Passage for review:
══════
Thursday, January 10, 2008

Bon Jovi Said It Best

Keep the Faith. That's what you have to do in this life. "Faith is my beacon of hope" is what is inscribed on the back of the Thomas Kincade lighthouse pendant that my boss gave me for Christmas this year. I've been lax about that recently. I've slid into the "God, where are you?" attitude. In short, I've been throwing a spiritual temper tantrum. I know that God has not abandoned me. I know that He does not put me into situations that I cannot either; glean new strength and understanding from or grow in my faith and relationship with him. I trust my Father. I also trust my dad and he was the first person to say to me, "Beck, things aren't always going to be easy. You aren't always going to understand the big picture. Keep your faith in God and He will come through for you. You just have to believe." I do believe. I love my Father and I know that He loves me. No enemy can take that and no thing can make that not true. Keep the Faith people. He'll come through for you.
══════
Dataset content:
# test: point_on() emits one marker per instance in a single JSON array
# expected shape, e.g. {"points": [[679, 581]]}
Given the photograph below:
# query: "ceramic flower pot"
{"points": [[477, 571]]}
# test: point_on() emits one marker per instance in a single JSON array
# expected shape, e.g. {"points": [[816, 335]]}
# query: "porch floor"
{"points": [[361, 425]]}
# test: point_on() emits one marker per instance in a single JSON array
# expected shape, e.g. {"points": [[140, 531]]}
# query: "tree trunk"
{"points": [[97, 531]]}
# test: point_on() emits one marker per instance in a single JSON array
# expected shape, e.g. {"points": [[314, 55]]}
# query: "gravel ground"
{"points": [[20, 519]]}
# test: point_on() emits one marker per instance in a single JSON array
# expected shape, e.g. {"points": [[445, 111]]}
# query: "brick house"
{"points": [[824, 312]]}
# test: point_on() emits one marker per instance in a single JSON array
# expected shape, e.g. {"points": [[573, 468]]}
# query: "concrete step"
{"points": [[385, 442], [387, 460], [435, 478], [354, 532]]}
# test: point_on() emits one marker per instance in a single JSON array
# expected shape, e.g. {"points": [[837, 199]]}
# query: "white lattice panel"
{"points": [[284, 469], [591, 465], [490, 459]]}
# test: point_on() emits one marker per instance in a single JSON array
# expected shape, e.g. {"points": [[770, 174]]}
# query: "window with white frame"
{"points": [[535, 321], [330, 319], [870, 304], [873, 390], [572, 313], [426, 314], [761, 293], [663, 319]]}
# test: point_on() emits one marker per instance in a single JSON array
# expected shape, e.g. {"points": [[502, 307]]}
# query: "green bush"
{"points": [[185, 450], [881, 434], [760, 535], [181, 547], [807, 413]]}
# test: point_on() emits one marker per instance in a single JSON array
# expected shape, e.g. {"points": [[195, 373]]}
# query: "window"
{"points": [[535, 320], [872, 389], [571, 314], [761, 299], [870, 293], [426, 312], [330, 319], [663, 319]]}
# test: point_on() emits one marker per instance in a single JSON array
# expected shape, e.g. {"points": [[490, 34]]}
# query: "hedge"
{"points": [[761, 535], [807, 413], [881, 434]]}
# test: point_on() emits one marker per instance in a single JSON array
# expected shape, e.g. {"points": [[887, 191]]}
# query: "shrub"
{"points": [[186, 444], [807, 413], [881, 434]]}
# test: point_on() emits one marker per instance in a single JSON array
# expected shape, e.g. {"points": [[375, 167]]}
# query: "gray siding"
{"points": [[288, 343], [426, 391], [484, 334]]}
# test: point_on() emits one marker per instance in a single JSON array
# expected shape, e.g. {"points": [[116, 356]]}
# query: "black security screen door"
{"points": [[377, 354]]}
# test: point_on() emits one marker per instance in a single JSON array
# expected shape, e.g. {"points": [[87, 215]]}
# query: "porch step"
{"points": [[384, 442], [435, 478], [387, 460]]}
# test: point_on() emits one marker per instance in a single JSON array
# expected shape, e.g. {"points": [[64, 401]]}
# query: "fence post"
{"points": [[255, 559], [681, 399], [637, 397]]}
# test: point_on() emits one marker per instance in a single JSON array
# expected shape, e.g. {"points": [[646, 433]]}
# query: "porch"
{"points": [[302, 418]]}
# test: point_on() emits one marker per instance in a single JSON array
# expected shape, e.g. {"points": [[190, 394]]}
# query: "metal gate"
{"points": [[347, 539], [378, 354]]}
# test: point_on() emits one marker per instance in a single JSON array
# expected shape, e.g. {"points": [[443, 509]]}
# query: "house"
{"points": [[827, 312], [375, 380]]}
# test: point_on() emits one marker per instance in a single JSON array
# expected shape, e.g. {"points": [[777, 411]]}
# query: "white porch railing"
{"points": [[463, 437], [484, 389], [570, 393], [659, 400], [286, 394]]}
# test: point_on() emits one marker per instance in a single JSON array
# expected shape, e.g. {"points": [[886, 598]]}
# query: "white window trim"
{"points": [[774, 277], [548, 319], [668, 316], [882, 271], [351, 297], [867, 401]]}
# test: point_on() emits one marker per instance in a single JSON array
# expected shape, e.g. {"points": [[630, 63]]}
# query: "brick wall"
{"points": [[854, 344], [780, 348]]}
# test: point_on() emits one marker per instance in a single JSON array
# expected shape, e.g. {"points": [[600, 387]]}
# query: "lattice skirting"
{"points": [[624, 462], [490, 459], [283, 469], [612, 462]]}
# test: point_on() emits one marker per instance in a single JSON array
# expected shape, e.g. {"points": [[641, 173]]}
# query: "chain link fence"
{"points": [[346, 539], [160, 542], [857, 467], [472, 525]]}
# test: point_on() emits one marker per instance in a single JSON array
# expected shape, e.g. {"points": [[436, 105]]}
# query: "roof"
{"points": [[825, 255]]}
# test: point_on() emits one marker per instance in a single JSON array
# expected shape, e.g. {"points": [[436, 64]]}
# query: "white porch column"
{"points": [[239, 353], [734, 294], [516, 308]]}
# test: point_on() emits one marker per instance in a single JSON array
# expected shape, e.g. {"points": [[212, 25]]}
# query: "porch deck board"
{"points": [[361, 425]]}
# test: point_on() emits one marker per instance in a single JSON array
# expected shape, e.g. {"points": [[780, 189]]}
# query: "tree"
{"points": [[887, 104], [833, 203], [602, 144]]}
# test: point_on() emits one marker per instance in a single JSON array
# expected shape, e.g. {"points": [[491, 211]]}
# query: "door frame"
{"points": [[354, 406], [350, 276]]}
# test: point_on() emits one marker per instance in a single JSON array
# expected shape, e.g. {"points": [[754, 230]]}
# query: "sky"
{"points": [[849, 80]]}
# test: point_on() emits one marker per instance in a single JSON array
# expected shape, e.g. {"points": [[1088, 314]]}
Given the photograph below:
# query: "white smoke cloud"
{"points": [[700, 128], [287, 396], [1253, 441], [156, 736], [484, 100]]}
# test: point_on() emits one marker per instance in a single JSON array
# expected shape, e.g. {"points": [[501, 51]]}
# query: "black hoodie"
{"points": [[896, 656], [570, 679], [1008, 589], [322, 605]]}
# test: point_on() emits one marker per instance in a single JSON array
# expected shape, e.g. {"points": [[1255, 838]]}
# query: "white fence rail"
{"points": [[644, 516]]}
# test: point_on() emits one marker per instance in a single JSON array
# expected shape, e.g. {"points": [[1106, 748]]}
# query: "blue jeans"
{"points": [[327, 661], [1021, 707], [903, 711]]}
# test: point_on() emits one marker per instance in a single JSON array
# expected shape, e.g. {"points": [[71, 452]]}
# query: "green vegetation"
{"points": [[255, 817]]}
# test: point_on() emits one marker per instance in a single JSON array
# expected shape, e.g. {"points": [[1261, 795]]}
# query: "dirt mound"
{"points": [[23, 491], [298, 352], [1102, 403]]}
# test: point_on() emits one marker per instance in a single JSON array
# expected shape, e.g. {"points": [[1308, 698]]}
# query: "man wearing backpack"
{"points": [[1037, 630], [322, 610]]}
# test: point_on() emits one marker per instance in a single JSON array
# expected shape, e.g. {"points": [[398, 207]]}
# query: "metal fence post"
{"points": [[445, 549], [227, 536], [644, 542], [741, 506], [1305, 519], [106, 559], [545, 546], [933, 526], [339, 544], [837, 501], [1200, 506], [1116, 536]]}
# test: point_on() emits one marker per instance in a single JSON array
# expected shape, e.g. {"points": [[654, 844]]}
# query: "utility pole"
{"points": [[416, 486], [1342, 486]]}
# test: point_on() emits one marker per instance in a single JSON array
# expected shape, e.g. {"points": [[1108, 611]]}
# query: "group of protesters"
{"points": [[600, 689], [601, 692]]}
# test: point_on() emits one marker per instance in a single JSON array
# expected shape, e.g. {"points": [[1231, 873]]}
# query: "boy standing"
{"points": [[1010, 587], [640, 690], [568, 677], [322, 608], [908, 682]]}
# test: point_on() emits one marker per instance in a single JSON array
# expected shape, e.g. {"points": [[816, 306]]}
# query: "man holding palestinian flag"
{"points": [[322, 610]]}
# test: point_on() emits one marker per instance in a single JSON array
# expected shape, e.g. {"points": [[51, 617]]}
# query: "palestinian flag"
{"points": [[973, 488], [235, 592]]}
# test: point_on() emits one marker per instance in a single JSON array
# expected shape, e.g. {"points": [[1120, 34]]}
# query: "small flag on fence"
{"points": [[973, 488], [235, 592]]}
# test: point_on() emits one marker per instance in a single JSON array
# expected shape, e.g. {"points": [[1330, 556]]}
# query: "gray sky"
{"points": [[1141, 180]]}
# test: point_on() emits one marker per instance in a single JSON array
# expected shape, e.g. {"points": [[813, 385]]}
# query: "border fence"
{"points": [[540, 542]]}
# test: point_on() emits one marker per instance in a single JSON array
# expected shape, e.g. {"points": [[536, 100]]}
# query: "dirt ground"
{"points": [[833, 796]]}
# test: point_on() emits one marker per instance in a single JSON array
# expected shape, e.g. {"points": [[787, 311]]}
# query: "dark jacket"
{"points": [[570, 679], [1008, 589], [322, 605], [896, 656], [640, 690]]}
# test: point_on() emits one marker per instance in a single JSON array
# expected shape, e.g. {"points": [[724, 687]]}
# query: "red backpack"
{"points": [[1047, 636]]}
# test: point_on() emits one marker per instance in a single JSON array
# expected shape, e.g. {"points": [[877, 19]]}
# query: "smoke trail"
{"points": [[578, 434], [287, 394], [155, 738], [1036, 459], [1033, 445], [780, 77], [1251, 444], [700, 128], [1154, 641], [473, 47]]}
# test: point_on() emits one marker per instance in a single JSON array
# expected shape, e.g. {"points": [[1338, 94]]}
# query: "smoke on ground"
══════
Exercise objective: Copy out the full blog post about keeping the faith, word for word. Rely only on the blog post about keeping the faith, not on the material.

Response box:
Thursday, January 10, 2008

Bon Jovi Said It Best

Keep the Faith. That's what you have to do in this life. "Faith is my beacon of hope" is what is inscribed on the back of the Thomas Kincade lighthouse pendant that my boss gave me for Christmas this year. I've been lax about that recently. I've slid into the "God, where are you?" attitude. In short, I've been throwing a spiritual temper tantrum. I know that God has not abandoned me. I know that He does not put me into situations that I cannot either; glean new strength and understanding from or grow in my faith and relationship with him. I trust my Father. I also trust my dad and he was the first person to say to me, "Beck, things aren't always going to be easy. You aren't always going to understand the big picture. Keep your faith in God and He will come through for you. You just have to believe." I do believe. I love my Father and I know that He loves me. No enemy can take that and no thing can make that not true. Keep the Faith people. He'll come through for you.